Task prompt -
According to the comic review, to which city is Son of Satan moved from Massachusetts?

I was only tangentially aware of Son of Satan before this, him being a pretty fringe character in the Marvel universe. Let me tell you, I wasn't missing anything. Right from the getgo, he's somebody Marvel didn't really know what to do with. He has all the trappings of a superhero (confusing transformation, incredibly silly and unnecessary costume, stupid super powers, a mansion that would make Bruce Wayne blush) but I have to imagine he's for older readers, because what God-and Charles-Manson-fearing parent would let their child buy a comic book where Beelzebub appears on almost every cover? I mean I know this came out before the great Satanic Panic and everything, but 'cmon. (BTW, I think it's a real artistic mistake to show Ol' Scratch; he just comes off as a grumpy old dad, and it would've been better to leave him to the reader's imagination). At any rate, Son of Satan's tormented battle between his good side and evil side would likely be too confusing for a younger audience (it is for me, at any rate) and it usually just exhibits itself with him turning into a huge jerk and slapping around some woman who's invariably in love with him for no good reason.

So, as you might've figured out, SOS is pretty alienating. Not even the wackiness of writer Steve Gerber can save him from his aloof unlikability, nor can moving him cross country from Massachusetts to (hilariously) St. Louis, where he battles all sorts of kooky characters like the Lantern Guy from the Stairway to Heaven Poster, who talks in hippie jargon and runs a group of anachronistic nihilists, who believe in nothing.

SOS does reach his peak here, though, in a string of exorcist-themed issues that really milk the atmosphere and motifs of The Exorcist (the movie) for all its worth. There's also some pretty nifty-designed tarot-themed issues that got me into tarot again for a couple of days. I also think it's great that SOS has a hip divinity student for a sidekick for awhile.

But then Gerber leaves and John Warner helms a confusing reboot full of too much new age mush. Every issue turns into a confusing psychedelic passion play which is pretty cool to look at but a chore to read.

Now, Satana.

Satana looks like she stepped out of Barbarella, complete with leg warmers and a ram's helmet. She's a succubus, and she sends the souls of men she, uh, sucks, to hell, in the form of butterflies, which is really neat and hippyish, even though for aesthetic reasons I wish she ate them instead. She's a breath of fresh air after her brother, because whereas SOS is always in serious torment about the state of his soul, Satana is just unabashedly evil and doesn't give a fuck. By happenstance she does good sometimes, such as in one story where she befriends a group of satanists in order to use them for her own nefarious means and actually ends up saving one of their souls when the girl dies trying to protect her new friend (Satana). I love it when comic books tackle characters who by ambivalence or chance actually cause good things to happen (see Conan, The Hulk, Man-Thing).

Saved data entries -
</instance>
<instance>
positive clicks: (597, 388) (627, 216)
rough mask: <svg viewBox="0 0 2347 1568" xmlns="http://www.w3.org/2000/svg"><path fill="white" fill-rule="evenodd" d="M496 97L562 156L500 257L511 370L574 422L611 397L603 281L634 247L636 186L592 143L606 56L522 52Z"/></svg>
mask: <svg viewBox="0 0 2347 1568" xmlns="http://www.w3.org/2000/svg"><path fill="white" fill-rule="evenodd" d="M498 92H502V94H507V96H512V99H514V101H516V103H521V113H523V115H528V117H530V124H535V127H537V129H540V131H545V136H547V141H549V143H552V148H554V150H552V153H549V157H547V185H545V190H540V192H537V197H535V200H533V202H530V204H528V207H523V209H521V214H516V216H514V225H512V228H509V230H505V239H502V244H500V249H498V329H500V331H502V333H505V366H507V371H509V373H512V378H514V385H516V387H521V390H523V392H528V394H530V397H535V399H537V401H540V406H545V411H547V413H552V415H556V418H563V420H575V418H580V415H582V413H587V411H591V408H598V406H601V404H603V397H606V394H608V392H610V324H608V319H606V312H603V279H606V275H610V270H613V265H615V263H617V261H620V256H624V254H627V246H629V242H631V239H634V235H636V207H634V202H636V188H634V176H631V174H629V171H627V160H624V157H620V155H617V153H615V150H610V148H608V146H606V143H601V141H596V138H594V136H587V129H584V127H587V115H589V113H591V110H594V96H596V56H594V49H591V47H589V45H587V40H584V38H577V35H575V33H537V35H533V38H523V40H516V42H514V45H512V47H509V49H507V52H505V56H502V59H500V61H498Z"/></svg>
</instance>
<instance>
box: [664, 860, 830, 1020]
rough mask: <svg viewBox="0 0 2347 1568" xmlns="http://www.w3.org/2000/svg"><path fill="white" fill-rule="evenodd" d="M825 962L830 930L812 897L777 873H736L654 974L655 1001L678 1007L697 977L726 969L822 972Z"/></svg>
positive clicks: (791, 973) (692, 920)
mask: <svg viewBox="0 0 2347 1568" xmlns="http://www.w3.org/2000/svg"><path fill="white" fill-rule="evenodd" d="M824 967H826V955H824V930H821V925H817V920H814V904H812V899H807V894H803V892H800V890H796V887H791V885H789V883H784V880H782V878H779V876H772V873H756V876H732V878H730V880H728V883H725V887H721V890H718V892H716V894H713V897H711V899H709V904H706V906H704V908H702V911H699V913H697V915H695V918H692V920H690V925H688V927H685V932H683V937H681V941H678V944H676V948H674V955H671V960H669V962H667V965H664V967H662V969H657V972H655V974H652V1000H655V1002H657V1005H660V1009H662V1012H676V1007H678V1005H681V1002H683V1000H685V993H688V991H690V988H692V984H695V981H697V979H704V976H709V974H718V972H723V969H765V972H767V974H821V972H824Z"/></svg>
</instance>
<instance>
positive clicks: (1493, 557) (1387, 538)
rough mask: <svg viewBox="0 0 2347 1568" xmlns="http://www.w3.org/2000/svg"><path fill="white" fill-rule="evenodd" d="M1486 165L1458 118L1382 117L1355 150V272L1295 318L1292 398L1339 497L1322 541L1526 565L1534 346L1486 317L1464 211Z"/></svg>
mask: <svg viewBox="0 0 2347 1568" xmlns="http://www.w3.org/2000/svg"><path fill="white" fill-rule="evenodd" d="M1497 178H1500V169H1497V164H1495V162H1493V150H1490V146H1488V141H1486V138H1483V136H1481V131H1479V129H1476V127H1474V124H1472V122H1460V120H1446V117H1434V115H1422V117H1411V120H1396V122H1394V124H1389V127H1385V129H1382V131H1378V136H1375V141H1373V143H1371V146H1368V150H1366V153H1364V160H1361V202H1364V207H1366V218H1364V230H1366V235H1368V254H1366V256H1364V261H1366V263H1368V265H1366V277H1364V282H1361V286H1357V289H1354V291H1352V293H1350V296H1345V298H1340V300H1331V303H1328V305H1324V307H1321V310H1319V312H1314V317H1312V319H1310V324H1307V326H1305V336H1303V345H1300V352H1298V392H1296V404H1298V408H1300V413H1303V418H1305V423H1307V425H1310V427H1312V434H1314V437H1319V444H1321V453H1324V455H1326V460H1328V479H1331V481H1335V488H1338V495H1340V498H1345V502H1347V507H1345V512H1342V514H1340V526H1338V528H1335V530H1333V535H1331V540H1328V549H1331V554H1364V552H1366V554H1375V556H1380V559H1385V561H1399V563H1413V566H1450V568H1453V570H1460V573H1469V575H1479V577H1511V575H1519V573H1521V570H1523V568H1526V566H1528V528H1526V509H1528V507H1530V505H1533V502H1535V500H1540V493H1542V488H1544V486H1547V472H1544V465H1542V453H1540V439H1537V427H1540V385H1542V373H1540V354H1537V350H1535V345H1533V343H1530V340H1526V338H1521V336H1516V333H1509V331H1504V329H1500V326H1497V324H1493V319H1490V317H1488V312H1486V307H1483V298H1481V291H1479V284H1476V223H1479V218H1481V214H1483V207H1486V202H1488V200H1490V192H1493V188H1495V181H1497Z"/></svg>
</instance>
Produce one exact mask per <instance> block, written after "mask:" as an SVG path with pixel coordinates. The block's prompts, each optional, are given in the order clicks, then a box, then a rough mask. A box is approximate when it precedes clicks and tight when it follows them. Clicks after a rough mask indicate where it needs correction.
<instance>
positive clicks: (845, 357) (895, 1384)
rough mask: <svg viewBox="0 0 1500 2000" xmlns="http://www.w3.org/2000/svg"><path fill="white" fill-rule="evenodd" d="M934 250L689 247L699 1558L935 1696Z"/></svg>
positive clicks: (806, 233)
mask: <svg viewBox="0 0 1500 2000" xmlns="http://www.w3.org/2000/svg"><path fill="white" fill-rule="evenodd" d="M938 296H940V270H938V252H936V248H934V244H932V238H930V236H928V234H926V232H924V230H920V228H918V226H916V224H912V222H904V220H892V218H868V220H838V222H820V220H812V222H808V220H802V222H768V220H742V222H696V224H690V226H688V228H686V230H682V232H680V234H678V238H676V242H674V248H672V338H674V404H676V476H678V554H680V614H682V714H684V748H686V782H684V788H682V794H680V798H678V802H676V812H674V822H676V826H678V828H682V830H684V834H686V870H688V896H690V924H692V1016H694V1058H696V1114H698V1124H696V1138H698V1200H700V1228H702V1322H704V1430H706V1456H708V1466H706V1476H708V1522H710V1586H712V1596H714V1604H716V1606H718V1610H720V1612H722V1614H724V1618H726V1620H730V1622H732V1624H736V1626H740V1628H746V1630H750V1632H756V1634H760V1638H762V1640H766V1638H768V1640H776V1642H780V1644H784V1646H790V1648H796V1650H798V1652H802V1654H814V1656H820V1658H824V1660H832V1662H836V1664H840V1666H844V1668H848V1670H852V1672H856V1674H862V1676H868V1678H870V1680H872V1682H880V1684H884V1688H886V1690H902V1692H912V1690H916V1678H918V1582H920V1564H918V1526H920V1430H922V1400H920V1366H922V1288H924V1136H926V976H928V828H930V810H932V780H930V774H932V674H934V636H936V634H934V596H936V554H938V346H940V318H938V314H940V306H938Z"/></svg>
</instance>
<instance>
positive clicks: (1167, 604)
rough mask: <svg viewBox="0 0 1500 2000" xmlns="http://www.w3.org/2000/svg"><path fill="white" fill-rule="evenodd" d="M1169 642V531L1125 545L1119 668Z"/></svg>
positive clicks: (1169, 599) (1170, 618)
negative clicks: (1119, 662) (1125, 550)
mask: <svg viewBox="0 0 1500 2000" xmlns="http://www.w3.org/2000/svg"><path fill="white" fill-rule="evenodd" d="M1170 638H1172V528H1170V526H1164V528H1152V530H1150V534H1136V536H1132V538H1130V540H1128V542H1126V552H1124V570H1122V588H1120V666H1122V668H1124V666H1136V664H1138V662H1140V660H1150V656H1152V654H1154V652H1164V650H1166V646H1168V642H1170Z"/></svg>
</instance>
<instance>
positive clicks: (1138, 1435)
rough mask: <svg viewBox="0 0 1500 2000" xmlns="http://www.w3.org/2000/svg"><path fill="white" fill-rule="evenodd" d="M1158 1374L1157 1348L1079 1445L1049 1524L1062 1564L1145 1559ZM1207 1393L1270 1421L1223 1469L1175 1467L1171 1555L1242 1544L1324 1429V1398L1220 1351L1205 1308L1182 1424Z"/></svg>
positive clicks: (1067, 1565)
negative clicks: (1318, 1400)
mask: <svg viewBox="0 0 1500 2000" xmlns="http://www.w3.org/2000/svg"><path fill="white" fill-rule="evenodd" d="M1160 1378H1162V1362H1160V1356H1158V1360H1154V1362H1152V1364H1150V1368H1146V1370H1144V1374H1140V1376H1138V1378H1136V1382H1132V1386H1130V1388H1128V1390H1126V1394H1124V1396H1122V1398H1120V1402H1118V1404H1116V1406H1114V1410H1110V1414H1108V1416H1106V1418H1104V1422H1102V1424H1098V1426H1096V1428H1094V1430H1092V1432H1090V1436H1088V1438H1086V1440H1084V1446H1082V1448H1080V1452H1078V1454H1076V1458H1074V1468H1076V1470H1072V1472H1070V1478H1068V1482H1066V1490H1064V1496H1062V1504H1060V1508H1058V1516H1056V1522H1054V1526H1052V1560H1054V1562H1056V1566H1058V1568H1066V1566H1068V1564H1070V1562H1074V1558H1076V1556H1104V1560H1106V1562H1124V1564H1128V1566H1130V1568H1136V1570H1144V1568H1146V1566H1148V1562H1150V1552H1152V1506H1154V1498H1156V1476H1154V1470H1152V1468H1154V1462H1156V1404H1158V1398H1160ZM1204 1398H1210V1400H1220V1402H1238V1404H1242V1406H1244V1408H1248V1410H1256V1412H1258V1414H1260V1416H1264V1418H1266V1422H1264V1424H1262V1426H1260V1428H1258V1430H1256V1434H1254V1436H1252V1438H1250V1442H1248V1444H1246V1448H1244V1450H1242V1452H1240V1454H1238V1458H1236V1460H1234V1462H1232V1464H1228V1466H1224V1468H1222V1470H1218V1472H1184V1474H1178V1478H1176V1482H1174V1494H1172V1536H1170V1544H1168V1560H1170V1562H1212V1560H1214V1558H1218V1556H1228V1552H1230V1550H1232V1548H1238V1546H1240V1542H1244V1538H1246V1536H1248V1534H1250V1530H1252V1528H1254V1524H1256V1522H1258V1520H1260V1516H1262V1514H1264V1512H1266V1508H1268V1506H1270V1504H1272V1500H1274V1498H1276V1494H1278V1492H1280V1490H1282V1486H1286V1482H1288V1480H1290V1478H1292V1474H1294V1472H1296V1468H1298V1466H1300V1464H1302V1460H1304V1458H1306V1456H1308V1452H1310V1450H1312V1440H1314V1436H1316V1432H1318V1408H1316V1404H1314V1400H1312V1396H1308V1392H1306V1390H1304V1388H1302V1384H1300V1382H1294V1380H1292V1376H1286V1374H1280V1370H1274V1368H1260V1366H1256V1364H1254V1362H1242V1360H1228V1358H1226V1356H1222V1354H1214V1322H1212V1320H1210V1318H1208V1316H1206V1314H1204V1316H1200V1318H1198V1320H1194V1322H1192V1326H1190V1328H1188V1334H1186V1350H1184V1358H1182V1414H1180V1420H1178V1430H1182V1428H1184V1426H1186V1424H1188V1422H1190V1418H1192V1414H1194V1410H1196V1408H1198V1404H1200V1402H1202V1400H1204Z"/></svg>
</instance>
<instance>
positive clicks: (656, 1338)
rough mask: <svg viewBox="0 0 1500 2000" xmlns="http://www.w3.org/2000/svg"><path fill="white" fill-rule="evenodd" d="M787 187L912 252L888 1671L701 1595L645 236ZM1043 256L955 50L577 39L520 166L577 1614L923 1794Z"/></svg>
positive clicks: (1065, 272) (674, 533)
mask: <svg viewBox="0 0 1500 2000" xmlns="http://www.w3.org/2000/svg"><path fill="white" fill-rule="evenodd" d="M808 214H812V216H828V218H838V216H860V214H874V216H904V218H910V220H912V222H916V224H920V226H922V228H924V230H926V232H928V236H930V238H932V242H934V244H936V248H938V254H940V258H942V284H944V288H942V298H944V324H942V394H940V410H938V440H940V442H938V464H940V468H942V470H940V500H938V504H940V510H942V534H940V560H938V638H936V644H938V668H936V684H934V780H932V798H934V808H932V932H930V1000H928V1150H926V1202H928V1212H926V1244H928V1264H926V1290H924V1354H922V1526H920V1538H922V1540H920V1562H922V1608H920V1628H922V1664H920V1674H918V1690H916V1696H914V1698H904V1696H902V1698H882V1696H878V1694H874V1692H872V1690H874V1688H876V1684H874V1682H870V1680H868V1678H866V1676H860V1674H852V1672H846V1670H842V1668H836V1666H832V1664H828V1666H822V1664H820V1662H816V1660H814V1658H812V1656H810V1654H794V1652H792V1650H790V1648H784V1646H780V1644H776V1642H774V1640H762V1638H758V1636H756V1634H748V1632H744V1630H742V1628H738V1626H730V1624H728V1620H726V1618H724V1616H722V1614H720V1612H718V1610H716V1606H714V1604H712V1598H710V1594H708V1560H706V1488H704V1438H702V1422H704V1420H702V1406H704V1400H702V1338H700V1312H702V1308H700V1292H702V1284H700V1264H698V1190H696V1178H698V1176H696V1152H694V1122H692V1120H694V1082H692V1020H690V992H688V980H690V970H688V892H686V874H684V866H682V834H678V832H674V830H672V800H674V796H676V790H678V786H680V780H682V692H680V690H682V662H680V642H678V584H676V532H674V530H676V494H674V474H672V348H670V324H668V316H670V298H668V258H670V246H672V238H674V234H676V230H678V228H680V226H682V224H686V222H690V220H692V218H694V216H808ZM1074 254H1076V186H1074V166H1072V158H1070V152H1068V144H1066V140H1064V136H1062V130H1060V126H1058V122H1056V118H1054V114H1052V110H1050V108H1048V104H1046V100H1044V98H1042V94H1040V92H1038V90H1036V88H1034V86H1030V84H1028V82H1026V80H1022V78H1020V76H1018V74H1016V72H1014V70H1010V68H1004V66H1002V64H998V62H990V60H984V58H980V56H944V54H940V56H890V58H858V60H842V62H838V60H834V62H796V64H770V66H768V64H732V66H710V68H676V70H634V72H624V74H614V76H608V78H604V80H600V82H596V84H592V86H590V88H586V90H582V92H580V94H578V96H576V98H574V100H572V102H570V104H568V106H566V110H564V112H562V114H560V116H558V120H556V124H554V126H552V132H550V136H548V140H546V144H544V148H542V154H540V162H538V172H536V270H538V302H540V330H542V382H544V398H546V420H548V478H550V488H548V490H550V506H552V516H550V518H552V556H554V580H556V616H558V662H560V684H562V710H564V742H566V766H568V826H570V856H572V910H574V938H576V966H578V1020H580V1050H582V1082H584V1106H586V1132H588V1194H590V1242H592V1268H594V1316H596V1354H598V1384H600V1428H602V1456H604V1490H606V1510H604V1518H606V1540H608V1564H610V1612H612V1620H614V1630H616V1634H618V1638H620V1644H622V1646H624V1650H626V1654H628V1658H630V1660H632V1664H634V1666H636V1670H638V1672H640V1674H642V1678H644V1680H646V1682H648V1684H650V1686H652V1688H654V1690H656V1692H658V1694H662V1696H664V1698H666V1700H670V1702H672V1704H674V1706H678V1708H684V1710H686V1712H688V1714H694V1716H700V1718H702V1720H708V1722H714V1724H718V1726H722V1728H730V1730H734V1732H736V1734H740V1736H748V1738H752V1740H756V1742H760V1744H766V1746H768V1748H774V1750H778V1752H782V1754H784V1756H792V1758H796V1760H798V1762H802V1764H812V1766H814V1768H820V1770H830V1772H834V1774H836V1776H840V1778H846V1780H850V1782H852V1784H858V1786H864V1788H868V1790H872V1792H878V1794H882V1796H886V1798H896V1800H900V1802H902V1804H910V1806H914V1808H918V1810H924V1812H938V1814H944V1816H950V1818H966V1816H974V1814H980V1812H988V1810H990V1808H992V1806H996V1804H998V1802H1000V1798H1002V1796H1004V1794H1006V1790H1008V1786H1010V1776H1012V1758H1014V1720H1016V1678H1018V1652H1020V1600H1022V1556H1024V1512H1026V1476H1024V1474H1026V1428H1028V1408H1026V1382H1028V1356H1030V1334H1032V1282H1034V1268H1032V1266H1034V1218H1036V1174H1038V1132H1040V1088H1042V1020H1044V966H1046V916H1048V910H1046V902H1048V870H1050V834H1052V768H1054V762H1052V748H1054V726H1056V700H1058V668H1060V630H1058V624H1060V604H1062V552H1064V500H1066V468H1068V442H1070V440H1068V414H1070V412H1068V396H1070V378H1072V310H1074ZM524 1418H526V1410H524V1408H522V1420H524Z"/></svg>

Written response -
St. Louis